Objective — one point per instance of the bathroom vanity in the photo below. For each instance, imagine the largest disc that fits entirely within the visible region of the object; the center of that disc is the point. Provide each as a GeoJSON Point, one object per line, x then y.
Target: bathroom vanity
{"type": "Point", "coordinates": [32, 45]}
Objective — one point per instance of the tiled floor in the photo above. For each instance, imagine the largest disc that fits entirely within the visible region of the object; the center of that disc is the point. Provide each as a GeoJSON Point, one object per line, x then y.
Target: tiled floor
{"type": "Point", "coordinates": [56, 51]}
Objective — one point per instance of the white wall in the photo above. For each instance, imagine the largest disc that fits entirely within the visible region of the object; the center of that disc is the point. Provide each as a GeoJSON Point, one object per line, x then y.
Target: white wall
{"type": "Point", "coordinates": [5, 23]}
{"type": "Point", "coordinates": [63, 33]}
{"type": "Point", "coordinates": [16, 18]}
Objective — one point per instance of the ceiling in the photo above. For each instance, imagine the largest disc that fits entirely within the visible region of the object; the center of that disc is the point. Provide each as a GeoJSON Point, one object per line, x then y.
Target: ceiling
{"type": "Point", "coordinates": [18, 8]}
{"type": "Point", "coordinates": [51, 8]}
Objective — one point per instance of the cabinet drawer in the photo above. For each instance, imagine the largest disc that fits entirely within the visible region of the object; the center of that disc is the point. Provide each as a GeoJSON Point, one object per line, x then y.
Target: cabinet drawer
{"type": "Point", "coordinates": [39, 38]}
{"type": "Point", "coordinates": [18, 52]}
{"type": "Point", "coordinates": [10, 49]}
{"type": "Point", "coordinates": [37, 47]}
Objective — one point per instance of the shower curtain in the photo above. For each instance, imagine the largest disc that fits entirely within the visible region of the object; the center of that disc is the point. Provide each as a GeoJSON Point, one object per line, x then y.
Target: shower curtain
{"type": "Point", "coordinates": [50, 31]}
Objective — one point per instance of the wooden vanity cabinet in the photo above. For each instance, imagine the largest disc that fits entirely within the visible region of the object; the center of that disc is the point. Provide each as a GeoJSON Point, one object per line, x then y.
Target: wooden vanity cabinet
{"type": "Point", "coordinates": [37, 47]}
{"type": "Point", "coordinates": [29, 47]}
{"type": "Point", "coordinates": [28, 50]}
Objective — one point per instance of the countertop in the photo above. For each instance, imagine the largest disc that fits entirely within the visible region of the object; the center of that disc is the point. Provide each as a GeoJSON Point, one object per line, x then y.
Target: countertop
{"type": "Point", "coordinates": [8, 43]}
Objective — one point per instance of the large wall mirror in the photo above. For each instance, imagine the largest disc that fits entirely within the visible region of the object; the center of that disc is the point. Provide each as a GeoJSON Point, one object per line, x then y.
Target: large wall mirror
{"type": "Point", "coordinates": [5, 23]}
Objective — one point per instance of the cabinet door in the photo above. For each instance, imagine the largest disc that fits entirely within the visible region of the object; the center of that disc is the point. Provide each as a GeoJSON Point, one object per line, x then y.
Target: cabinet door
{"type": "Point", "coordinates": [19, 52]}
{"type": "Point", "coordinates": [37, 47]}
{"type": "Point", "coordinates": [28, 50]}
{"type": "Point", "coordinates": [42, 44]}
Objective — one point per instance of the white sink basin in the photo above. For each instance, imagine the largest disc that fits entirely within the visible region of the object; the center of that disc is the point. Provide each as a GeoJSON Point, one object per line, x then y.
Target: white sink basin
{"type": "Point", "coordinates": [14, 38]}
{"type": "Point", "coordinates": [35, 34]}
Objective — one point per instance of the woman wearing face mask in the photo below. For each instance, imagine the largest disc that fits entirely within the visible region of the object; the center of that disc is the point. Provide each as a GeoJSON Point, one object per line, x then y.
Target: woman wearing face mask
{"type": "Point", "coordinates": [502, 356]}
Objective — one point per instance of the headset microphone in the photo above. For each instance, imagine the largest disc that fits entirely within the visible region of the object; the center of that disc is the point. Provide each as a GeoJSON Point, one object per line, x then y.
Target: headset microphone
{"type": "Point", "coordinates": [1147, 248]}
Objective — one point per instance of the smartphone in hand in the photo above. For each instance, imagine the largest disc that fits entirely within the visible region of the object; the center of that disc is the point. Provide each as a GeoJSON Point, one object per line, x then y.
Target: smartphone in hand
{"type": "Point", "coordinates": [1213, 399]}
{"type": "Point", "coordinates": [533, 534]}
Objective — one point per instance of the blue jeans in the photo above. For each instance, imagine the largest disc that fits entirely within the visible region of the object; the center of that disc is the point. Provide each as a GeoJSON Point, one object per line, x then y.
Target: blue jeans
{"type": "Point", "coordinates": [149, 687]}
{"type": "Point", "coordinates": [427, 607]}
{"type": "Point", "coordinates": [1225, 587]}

◆ ◆ ◆ ◆

**TASK DIRECTIONS:** Repeat all of the lines above, substituting "circle" for every occurrence of "disc" and leaving everything else unchanged.

**EXERCISE ANSWER:**
Objective — one point per instance of the bathroom vanity in the photo below. For each instance, imagine the largest circle that fits entirely within the visible region of the object; the center of that circle is the point. Provide each as a GeoJSON Point, one object per line, x then y.
Target: bathroom vanity
{"type": "Point", "coordinates": [32, 45]}
Objective — one point per instance of the tiled floor in the photo above. For each instance, imagine the largest circle that fits entirely within the visible region of the object; the center of that circle is the point. Provide each as a GeoJSON Point, one object per line, x then y.
Target: tiled floor
{"type": "Point", "coordinates": [56, 51]}
Objective — one point per instance of the white wall in the photo above. For each instance, imagine the largest circle that fits entirely within the visible region of the object; the center of that circle is the point. Provide each as a GeoJSON Point, one object per line, x then y.
Target: white wall
{"type": "Point", "coordinates": [5, 23]}
{"type": "Point", "coordinates": [63, 33]}
{"type": "Point", "coordinates": [16, 18]}
Objective — one point per instance of the ceiling in the photo above. For each instance, imagine the largest circle that fits entirely within the visible region of the object; the center of that circle is the point. Provide each as a GeoJSON Point, one object per line, x then y.
Target: ceiling
{"type": "Point", "coordinates": [18, 8]}
{"type": "Point", "coordinates": [51, 8]}
Objective — one point per instance of the cabinet drawer in the photo above. For each instance, imagine the largest circle that fits entirely within the visible region of the object; the center of that circle is the point. Provide each as a GeoJSON Point, one object per line, x then y.
Target: cabinet drawer
{"type": "Point", "coordinates": [39, 38]}
{"type": "Point", "coordinates": [18, 52]}
{"type": "Point", "coordinates": [10, 49]}
{"type": "Point", "coordinates": [37, 47]}
Objective — one point per instance of the shower curtain in the photo above. For each instance, imagine the largest circle that fits entirely within the visible region of the object; the center of that circle is the point. Provide each as a GeoJSON Point, one object per line, x then y.
Target: shower curtain
{"type": "Point", "coordinates": [50, 31]}
Objective — one point per instance of the wooden vanity cabinet in the photo above. For each instance, imagine the largest circle that fits entirely within the visible region of the object; the center of that circle is the point. Provide each as a GeoJSON Point, one object per line, x then y.
Target: wooden vanity cabinet
{"type": "Point", "coordinates": [37, 47]}
{"type": "Point", "coordinates": [29, 47]}
{"type": "Point", "coordinates": [28, 50]}
Objective — one point per instance of the countertop in the photo above. For each instance, imagine the largest circle that fits entirely within the visible region of the object; the center of that circle is the point. Provide each as a GeoJSON Point, one object per line, x then y.
Target: countertop
{"type": "Point", "coordinates": [8, 43]}
Objective — one point per instance of the large wall mirror in the photo above. For each instance, imagine the largest circle that fits entirely within the visible region of the object; the center of that circle is the point. Provide each as a GeoJSON Point, one object per line, x then y.
Target: large wall mirror
{"type": "Point", "coordinates": [5, 23]}
Objective — one point per instance of the cabinet door in the photo above. For each instance, imagine the largest circle that fits entirely within the visible region of the object; the center of that circle is the point. Provide each as a GeoJSON Point, one object per line, x then y.
Target: cabinet door
{"type": "Point", "coordinates": [19, 52]}
{"type": "Point", "coordinates": [37, 47]}
{"type": "Point", "coordinates": [28, 50]}
{"type": "Point", "coordinates": [42, 44]}
Objective — one point per instance of the white sink basin in the photo above. For each instance, imagine the largest circle that fits entirely within the visible region of the object; the center of that circle is the point. Provide each as a GeoJSON Point, one object per line, x then y.
Target: white sink basin
{"type": "Point", "coordinates": [14, 38]}
{"type": "Point", "coordinates": [35, 34]}
Objective — one point per instance of the woman wearing face mask in the photo below. For each instance, imagine the largest circle that fits entirely within the visible region of the object; the center of that circle is the point. Provide each as a GeoJSON Point, one object per line, x then y.
Target: woman wearing face mask
{"type": "Point", "coordinates": [502, 356]}
Objective — one point per instance of the headset microphone in the photo above. For each instance, imagine the largest circle that fits entirely within the visible region of the object; the center of that circle is the point. Provide each as a GeoJSON Point, one object per line, x then y.
Target: headset microphone
{"type": "Point", "coordinates": [1147, 248]}
Objective — one point per instance of the smartphone in hand in the photo above. For each instance, imagine the largest circle that fits entirely within the visible region of the object; the center of that circle is the point. Provide each as a GeoJSON Point, one object per line, x then y.
Target: smartphone in hand
{"type": "Point", "coordinates": [1213, 399]}
{"type": "Point", "coordinates": [533, 534]}
Objective — one point per instance of the blue jeans in the photo above. For each instance, imagine the largest circle that fits entirely within the visible region of the object; the center of that circle is the point. Provide each as a GeoJSON Point, one object per line, x then y.
Target: blue jeans
{"type": "Point", "coordinates": [149, 687]}
{"type": "Point", "coordinates": [427, 607]}
{"type": "Point", "coordinates": [1225, 587]}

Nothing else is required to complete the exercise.